— Start PROVIDED RECORDS —

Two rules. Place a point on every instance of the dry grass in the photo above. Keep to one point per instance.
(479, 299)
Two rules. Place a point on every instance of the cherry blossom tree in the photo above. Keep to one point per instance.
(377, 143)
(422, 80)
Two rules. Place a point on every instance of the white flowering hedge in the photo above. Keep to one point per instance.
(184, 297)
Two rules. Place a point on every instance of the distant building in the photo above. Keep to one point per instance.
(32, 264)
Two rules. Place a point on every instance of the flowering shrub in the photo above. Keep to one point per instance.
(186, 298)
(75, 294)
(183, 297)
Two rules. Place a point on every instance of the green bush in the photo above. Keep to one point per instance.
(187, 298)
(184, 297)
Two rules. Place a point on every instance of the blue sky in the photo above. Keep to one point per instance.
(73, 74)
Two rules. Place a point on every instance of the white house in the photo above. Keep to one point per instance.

— End PROVIDED RECORDS —

§ **DO THIS**: Reproduce every line of the material above word for word, keeping the original order.

§ **TASK RESPONSE**:
Two rules. Place a point on every instance of the dry grass in the photo above. Keep to one point per instance.
(479, 299)
Two rules. Place a point on every instance of the cherry blossom tree in the photo above. Keep to one point per instance.
(377, 143)
(422, 80)
Two rules. Place a point on every instance of the white flowering hedge in the photo above. Keep to one point per instance.
(184, 297)
Two rules. Place a point on every instance of the distant building in the photo above. Keep to one point per instance.
(32, 264)
Two rules. Place a point on every instance of the flowering shrub in the photo above. Keep to one point per instance.
(186, 298)
(75, 294)
(183, 297)
Two rules. Place a point on every instance of the green bush in the photo above. Keep to one point per instance.
(187, 298)
(184, 297)
Two rules. Place a point on every instance of the blue sky in the photo above. Keep to one point per instance.
(73, 74)
Two rules. Place a point on every instance of the white house in the photo above. Keep to one point per instance.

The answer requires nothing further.